Ha! Good question. Yes, and I have done so on stage live, stretching out solos if the mood and crowd are up for it. But for the most part, I think a great song can be 3 minutes or less, so I tend to try to make the solos serve the song rather than take over the song.

 

‘I Miss Her Goodbyes’. Parts of that song remind me of Oasis’ Don’t Look Back in Anger. Was she an Oasis fan? 😊

 

I am sure she would be! As we all know Oasis draws heavily from the Beatles, so she is probably a Beatles fan first. The chord progression does have an Oasis vibe to it indeed.

 

If you write songs, does the power pop style comes the most naturally?

 

I think I can tap into that state of mind effortlessly as so many Power Pop records excited me in my formative years, it feels natural to me.

 

Can you elaborate a bit on how ‘Let Me in on This Action’ came together?

 

The Bottle Kids project was a happy accident. I was in my studio just recording drums to write songs to. Just a simple exercise to write. I would sit and play the drums imagining music in my head. When I started writing to them it just sort of fell into place and I thought I might have an album here. I decided to create an alter ego, The Bottle Kids. That was the first Album, Such A Thrill.

→ Supplied data:
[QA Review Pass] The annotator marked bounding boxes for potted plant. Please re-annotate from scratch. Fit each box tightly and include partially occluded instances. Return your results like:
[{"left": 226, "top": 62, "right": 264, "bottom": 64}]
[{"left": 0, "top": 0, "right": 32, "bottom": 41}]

→ Directions:
**a.** From the music interview, write out the passage that begins at the words "I am sure she" and stops after "natural to me.".
**b.** Extend the music interview, picking up right after its last sentence.

→ Results of the tasks:
**a.**
I am sure she would be! As we all know Oasis draws heavily from the Beatles, so she is probably a Beatles fan first. The chord progression does have an Oasis vibe to it indeed.

 

If you write songs, does the power pop style comes the most naturally?

 

I think I can tap into that state of mind effortlessly as so many Power Pop records excited me in my formative years, it feels natural to me.

**b.**
I decided to do another album and put a bit more forethought into it without changing the creative process.

I recorded a bunch of drum tracks and wrote to the ones that inspired me. I waited a few weeks to listen to the drums to have a bit of objectivity then wrote to the ones that spoke to me. If there was a slight ” mistake” on the drum part I would play to it rather than ” fix” it.

Let Me In On This Action is the result of the same process but with more intent from the beginning.

Michael Simmons is back! So, shut up, drink your Boddingtons and listen to First Days of Summer.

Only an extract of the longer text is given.